**Task instructions:** Whenever the string "Request" appears in a line below, please copy the line out.

===== Given information =====

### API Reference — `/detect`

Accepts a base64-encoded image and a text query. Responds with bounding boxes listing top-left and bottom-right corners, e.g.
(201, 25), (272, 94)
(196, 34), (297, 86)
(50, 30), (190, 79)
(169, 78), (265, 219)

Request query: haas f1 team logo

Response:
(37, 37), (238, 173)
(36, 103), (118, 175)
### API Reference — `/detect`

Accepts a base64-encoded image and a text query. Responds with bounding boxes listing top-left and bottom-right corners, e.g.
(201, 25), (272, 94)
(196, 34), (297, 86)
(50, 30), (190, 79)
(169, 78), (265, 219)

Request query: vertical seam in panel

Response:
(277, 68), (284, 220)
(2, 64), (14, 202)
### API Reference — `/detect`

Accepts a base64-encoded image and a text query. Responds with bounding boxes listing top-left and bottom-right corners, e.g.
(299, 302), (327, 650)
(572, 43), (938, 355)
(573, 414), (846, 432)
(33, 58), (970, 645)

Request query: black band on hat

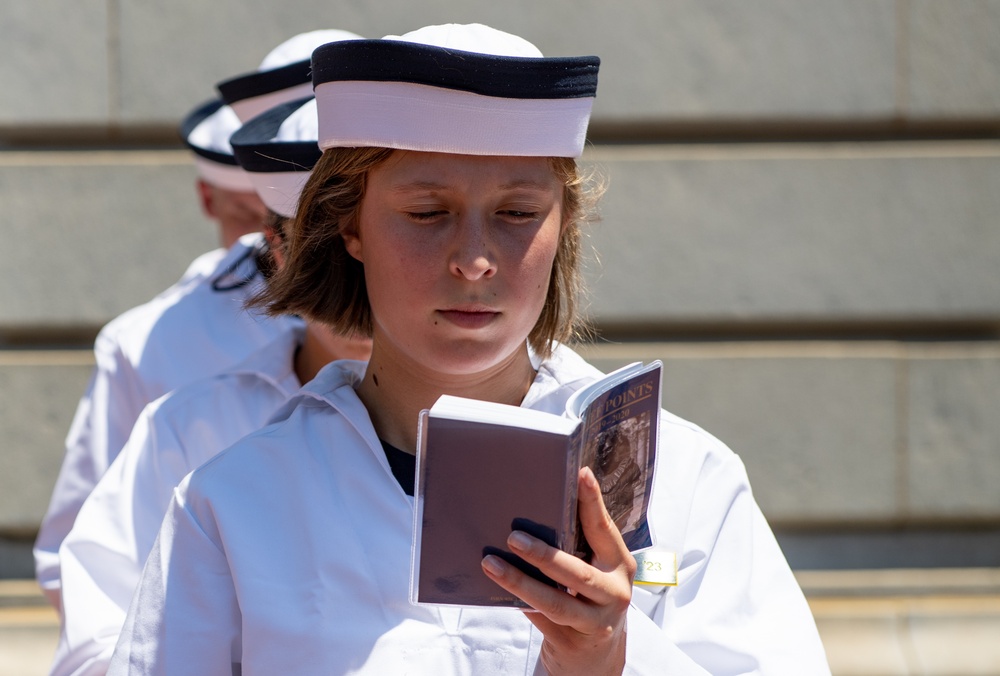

=====

**The answer:**
Request query: haas f1 team logo
Request query: vertical seam in panel
Request query: black band on hat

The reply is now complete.